◆ **Task item**:
Lines from the one containing "path in this photo as pixel coordinates." through the end of the data are to be returned exactly, and no others.

[Stored data entries]
○ ○ ○
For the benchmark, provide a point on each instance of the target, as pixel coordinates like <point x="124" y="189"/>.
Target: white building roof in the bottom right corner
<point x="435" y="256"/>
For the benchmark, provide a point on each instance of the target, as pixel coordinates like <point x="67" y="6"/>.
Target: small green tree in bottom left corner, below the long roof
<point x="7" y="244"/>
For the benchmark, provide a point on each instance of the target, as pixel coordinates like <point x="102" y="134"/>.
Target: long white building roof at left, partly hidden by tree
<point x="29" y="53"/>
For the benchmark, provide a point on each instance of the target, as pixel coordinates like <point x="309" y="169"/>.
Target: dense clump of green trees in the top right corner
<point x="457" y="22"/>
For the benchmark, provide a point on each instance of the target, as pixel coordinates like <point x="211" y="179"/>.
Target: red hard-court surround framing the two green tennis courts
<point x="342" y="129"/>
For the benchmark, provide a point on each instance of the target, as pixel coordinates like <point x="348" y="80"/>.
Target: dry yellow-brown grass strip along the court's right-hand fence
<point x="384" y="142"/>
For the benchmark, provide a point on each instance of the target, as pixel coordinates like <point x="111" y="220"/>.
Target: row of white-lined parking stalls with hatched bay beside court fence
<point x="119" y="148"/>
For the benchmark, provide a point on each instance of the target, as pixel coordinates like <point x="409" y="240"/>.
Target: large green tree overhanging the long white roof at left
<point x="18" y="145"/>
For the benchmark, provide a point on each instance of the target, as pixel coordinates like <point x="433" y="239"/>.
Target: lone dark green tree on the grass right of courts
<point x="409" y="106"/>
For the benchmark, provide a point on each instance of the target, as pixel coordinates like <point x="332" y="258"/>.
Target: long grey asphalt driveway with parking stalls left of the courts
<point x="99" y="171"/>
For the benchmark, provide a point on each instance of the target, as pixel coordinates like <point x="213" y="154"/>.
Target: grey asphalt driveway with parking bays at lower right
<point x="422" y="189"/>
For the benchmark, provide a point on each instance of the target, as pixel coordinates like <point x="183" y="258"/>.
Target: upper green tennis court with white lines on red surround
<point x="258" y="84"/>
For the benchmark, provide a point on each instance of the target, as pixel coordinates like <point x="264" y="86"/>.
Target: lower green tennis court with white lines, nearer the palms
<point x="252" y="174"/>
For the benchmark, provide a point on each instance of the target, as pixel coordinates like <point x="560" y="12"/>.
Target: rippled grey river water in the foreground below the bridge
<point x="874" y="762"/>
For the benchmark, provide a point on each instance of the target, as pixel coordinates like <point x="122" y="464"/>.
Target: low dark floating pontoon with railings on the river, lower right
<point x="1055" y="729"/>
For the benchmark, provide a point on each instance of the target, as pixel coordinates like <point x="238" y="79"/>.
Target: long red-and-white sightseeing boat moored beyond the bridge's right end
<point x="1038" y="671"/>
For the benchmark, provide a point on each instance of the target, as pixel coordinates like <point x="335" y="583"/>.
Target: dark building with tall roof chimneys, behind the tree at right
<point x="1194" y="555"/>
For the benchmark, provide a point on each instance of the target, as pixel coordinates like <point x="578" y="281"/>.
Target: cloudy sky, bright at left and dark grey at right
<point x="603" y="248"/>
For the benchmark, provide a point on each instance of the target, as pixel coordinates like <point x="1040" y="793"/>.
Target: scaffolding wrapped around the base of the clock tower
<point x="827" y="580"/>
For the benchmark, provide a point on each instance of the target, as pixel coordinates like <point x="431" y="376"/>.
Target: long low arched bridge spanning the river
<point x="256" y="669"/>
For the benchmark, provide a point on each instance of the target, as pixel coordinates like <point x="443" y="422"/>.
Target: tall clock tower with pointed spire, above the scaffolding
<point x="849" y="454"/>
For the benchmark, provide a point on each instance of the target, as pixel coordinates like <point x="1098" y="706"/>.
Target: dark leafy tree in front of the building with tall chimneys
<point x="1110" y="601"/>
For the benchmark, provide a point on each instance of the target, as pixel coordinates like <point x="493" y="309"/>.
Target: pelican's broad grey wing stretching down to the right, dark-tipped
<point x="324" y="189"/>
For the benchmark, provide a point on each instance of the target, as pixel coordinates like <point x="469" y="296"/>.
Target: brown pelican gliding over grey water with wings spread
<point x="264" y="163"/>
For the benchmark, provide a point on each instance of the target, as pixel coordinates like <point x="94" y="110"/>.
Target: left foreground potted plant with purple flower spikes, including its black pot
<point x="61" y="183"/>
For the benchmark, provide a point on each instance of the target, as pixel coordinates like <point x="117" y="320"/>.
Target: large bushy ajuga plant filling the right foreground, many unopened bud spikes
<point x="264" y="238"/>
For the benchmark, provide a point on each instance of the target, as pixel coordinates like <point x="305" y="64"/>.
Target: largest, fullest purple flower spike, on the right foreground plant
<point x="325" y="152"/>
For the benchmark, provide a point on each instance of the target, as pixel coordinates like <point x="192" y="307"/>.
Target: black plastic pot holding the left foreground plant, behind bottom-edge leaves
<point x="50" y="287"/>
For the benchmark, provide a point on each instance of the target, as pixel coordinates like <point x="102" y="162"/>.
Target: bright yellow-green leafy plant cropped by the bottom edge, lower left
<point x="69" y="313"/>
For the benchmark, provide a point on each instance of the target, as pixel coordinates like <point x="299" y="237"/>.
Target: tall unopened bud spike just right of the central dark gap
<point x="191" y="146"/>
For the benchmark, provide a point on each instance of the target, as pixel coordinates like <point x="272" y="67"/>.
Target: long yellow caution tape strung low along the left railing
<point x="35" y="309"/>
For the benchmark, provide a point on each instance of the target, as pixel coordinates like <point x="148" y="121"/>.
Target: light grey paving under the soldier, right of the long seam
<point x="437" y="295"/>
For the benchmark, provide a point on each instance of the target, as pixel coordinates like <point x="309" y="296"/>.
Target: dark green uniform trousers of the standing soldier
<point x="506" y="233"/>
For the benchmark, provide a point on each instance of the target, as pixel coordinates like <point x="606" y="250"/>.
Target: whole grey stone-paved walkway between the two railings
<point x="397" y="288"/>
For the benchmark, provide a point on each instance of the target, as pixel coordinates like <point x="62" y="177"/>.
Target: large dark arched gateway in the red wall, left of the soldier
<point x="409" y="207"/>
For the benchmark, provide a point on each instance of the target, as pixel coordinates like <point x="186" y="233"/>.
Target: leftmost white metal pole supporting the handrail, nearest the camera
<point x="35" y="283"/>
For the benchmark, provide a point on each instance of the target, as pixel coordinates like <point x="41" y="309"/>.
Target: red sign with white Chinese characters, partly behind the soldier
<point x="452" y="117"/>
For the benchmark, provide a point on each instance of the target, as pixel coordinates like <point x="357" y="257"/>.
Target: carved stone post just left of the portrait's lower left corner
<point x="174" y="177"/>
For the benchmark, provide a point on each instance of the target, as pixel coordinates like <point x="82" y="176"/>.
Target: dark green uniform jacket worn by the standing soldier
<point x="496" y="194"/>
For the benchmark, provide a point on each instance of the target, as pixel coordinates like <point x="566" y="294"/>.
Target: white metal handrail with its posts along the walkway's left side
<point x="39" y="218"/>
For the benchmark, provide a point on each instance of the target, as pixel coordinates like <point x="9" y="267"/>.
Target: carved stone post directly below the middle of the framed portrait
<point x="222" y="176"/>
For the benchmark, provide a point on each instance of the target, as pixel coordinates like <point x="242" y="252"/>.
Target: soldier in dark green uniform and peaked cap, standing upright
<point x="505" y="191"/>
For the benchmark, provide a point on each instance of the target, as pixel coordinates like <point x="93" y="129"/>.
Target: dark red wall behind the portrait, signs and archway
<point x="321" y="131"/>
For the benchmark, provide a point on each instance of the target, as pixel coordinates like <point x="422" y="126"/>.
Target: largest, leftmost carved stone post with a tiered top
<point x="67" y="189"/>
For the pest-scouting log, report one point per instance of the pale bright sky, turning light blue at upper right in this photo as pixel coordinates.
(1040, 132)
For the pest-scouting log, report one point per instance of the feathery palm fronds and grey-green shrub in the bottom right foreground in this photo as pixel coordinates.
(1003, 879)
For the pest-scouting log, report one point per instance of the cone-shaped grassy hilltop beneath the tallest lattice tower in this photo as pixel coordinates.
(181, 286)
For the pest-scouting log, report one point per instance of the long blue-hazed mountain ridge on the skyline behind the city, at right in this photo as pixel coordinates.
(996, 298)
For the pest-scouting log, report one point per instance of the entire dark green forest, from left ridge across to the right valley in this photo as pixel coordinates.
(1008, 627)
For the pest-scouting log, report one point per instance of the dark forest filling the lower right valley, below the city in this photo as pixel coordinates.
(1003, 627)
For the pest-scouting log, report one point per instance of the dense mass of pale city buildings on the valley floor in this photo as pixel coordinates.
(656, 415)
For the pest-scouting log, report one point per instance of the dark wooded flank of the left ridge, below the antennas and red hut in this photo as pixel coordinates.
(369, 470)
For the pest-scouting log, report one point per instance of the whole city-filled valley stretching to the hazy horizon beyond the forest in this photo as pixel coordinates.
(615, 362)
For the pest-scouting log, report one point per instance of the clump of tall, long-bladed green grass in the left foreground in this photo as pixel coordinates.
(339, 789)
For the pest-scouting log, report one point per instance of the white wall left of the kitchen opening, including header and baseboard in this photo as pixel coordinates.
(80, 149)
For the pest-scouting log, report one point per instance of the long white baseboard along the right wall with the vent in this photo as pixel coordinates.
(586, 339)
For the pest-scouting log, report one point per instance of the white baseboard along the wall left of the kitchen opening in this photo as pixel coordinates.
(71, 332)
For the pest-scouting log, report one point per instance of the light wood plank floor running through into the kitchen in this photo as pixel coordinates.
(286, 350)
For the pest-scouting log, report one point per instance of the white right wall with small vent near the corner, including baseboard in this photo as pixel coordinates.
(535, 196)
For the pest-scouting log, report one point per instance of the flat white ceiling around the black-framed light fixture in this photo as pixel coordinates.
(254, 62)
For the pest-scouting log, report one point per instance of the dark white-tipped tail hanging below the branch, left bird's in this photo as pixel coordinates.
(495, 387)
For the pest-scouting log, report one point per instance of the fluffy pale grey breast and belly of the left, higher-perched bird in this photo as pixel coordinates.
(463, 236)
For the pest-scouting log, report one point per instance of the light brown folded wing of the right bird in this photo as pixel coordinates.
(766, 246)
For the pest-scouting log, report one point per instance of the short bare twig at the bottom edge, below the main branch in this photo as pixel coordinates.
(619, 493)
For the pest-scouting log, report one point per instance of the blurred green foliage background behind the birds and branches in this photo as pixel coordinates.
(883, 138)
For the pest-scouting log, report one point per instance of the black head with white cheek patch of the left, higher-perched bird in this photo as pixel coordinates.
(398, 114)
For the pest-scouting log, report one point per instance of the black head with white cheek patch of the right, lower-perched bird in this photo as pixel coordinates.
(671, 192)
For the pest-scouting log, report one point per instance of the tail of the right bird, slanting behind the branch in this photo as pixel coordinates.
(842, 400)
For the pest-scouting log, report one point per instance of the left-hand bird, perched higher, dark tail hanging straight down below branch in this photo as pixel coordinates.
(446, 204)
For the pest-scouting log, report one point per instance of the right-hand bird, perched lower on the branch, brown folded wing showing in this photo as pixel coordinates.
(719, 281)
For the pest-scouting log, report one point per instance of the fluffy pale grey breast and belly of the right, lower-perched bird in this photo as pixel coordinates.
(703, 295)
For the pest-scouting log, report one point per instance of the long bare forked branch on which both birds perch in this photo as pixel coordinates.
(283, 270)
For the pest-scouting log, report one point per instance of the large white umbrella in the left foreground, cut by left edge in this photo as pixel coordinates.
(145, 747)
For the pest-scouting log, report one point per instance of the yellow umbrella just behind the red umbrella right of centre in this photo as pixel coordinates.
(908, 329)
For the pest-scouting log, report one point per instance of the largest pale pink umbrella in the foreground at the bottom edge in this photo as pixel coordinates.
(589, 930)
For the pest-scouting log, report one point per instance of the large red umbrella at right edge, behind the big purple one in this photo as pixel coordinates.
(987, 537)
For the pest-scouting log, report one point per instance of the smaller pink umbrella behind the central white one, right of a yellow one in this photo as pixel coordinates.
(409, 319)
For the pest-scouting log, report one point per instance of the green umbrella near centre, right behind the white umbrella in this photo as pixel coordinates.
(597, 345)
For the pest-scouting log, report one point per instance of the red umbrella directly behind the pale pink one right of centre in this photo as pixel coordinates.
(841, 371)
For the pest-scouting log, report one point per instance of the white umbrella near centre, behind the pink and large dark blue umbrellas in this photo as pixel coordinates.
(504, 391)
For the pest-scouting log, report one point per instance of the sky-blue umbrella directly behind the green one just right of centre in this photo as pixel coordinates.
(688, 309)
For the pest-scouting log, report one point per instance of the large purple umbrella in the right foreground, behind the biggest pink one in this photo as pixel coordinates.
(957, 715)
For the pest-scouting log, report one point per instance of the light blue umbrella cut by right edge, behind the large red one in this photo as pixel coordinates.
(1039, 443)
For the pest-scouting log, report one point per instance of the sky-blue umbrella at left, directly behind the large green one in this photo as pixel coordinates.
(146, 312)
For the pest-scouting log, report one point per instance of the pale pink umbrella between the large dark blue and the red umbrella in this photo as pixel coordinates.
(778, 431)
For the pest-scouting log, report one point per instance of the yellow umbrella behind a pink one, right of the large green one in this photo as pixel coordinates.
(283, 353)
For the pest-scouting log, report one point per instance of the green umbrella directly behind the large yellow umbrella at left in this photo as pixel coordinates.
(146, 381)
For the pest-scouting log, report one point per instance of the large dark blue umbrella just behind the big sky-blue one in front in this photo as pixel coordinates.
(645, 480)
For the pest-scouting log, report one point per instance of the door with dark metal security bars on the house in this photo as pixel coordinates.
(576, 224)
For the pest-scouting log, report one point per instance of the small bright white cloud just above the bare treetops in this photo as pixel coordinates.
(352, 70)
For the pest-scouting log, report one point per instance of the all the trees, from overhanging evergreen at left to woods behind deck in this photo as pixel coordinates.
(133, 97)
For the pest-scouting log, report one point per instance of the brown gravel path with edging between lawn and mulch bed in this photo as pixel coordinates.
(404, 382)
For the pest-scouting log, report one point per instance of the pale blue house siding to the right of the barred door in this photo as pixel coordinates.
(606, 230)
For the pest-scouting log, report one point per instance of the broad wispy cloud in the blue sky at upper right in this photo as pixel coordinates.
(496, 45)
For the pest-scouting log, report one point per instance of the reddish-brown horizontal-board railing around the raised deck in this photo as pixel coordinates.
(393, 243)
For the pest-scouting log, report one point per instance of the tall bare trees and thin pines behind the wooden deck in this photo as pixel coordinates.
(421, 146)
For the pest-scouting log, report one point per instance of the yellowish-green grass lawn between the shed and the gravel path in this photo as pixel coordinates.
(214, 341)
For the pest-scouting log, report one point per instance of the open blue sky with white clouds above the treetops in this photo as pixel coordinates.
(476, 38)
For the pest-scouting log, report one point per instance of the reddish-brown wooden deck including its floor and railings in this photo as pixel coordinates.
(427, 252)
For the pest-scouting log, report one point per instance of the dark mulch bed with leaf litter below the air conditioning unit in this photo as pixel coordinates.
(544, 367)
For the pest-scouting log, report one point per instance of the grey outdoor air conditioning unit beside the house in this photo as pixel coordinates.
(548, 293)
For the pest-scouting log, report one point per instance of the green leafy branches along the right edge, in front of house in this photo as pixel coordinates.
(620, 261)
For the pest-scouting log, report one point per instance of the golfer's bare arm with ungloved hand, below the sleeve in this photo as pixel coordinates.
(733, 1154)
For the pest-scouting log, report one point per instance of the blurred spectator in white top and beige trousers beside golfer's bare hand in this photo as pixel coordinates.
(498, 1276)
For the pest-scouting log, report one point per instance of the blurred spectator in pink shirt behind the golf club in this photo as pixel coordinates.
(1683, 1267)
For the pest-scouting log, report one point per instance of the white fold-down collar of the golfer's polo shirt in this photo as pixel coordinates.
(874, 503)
○ ○ ○
◆ **Exercise solution**:
For the pest-scouting log, report one point per instance of the yellowish-green grass lawn between the shed and the gravel path in this photo as pixel coordinates.
(214, 341)
For the pest-scouting log, report one point per instance of the open blue sky with white clouds above the treetops in this photo as pixel coordinates.
(476, 38)
For the pest-scouting log, report one point per instance of the reddish-brown wooden deck including its floor and railings in this photo as pixel coordinates.
(427, 252)
For the pest-scouting log, report one point per instance of the dark mulch bed with leaf litter below the air conditioning unit in this photo as pixel coordinates.
(544, 367)
For the pest-scouting log, report one point per instance of the grey outdoor air conditioning unit beside the house in this photo as pixel coordinates.
(548, 293)
For the pest-scouting log, report one point per instance of the green leafy branches along the right edge, in front of house in this photo as pixel coordinates.
(620, 261)
For the pest-scouting log, report one point per instance of the golfer's bare arm with ungloved hand, below the sleeve in this photo as pixel coordinates.
(733, 1154)
For the pest-scouting log, report one point per instance of the blurred spectator in white top and beige trousers beside golfer's bare hand in this photo as pixel coordinates.
(498, 1276)
For the pest-scouting log, report one point per instance of the blurred spectator in pink shirt behind the golf club in this photo as pixel coordinates.
(1683, 1267)
For the pest-scouting log, report one point per instance of the white fold-down collar of the golfer's polo shirt in this photo as pixel coordinates.
(874, 503)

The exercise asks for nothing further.